◆ What the task asks ◆
How many lines in the records below contain the string "petal"? Case counts, so give only the number.

***** Task input

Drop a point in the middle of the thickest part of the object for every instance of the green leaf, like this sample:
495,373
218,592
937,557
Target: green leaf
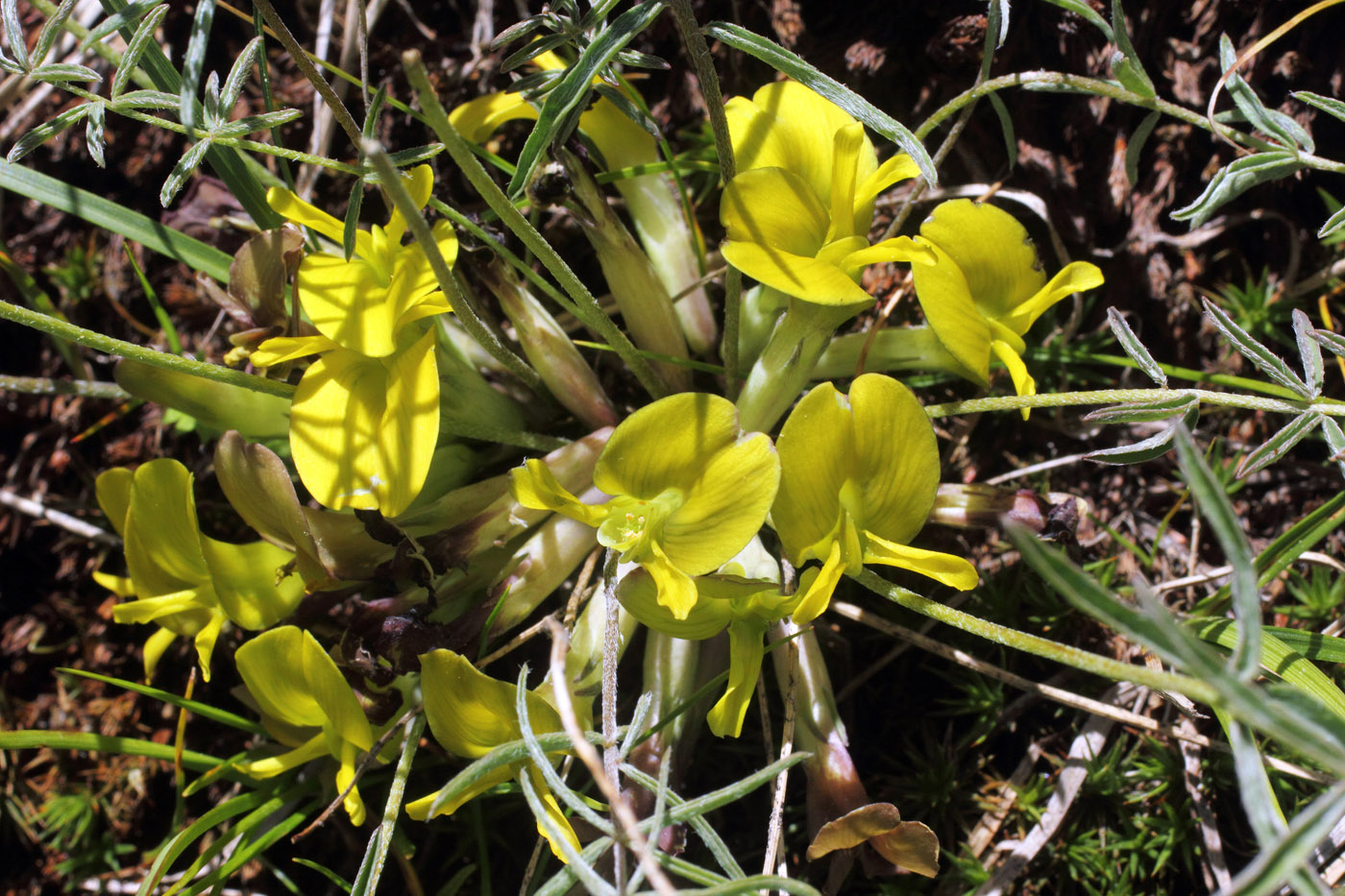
1236,178
181,171
1308,351
1280,444
50,30
1126,63
861,109
1213,506
194,61
1293,851
1086,12
238,76
117,20
1308,643
103,213
1145,410
60,73
1268,362
205,711
1274,124
46,131
136,46
190,835
1329,105
101,742
13,33
1280,658
569,94
1332,225
1137,145
1136,349
94,127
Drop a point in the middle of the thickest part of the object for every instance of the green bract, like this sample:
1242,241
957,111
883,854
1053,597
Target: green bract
184,581
988,287
858,476
365,417
689,490
746,607
471,714
306,704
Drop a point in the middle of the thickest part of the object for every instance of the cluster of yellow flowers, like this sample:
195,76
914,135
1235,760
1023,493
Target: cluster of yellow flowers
690,480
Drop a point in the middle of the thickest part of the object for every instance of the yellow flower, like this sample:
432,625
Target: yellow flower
746,607
365,417
470,714
986,287
185,583
858,476
306,705
689,490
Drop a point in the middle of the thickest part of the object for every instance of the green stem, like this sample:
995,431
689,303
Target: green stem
1095,86
152,356
81,388
592,314
1112,396
703,63
786,365
1036,646
306,64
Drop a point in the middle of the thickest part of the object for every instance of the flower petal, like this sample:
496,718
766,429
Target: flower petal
246,586
1073,278
347,302
947,569
897,458
746,653
666,444
814,280
775,208
333,429
675,588
638,593
477,118
281,349
817,449
473,714
163,540
817,586
725,507
1022,381
947,303
535,486
409,425
992,252
554,814
793,127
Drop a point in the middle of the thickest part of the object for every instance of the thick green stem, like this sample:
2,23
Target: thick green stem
1113,396
1036,646
591,312
786,365
100,342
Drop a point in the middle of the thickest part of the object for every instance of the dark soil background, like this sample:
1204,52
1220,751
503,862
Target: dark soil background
908,60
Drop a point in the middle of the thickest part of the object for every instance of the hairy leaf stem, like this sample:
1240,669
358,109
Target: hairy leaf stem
592,314
1113,396
1080,660
98,342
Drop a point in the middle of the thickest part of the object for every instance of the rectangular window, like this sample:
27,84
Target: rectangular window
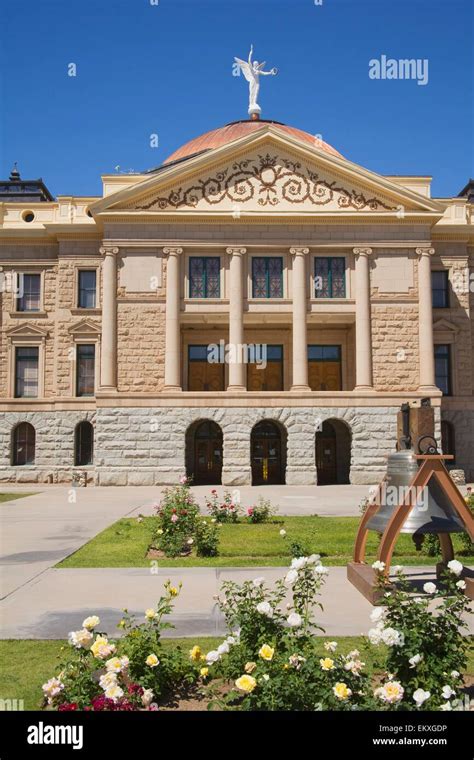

**********

◆ Reply ◆
2